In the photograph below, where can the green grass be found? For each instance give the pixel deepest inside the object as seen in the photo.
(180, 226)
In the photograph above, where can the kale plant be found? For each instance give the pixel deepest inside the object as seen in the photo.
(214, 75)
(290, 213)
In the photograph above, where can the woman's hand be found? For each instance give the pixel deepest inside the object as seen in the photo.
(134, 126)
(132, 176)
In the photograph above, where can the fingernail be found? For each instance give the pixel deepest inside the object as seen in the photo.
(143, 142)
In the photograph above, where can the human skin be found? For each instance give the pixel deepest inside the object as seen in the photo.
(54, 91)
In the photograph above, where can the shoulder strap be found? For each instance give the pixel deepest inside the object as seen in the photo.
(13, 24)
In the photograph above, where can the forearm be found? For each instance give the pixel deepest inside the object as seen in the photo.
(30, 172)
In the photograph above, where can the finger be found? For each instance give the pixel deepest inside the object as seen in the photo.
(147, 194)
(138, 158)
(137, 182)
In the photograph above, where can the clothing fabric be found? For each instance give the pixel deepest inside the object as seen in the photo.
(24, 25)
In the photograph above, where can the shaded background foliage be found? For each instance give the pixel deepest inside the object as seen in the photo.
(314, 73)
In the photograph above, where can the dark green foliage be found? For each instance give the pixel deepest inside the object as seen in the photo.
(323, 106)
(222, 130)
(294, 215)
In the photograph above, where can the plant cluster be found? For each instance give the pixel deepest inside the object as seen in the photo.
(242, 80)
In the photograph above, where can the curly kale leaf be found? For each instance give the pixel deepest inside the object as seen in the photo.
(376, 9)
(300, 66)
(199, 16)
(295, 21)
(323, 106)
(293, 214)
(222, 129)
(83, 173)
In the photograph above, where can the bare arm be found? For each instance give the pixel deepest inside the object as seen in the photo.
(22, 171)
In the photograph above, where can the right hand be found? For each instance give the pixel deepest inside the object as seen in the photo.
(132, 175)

→ **Task prompt**
Every record above is to be transcribed exactly as written.

→ **Response area**
In the photograph below, where can the green grass be found? For each instance give the pixel deepest inside the object as seen in the photo.
(180, 226)
In the photograph above, where can the kale plant be found? For each instance give the pixel deepest inside the object as seen in the photo.
(214, 75)
(290, 213)
In the photograph above, where can the woman's hand be found? For each instance give the pixel deepest inside the object as seen in the photo.
(134, 126)
(132, 176)
In the photograph above, where can the fingernail be found? For each instance give the pixel deepest inside the object as seen in the photo.
(143, 142)
In the photograph above, where can the human skin be found? For each instance give the pixel deepest inside the object as seen in the photo.
(54, 91)
In the photograph above, where can the shoulder strap be found? For each instance give the pixel deepest inside the object as seen in the photo.
(13, 24)
In the photograph above, where can the forearm be found? For each instance give the pixel deepest inside the object as seen in the photo.
(30, 172)
In the photograph above, where can the finger be found? For each instance give the pixel deepest inside the object as seen in the photo.
(147, 194)
(138, 158)
(137, 182)
In the photograph above, where can the clothing fabric be found? For each instance give the pixel deepest inside the object as seen in the photo.
(24, 25)
In the photograph above, where can the shaded background foliage be found? For each instance give the pixel deepest inside the object as seen in the photo.
(314, 73)
In the photograph above, where can the dark green foliage be found? For each instance give the pixel deepest inside the object as seen in the photo.
(323, 106)
(222, 130)
(294, 215)
In the photograph above, where can the plant cluster be found? For each instance give the pixel deepest inside the object as seen in the photo.
(242, 80)
In the photograph above, where can the curly kale leaf be found? For each instance give the pixel deepest inside the object as seen in the photo.
(376, 9)
(300, 66)
(199, 16)
(295, 21)
(323, 106)
(293, 214)
(222, 129)
(83, 173)
In the photograph above, where can the bare arm be found? For each instance give the pixel deepest inside the object as seen in the photo.
(22, 171)
In the photograph above, where can the right hand be found? For each instance give the pixel deepest inside the object as seen in the photo.
(132, 175)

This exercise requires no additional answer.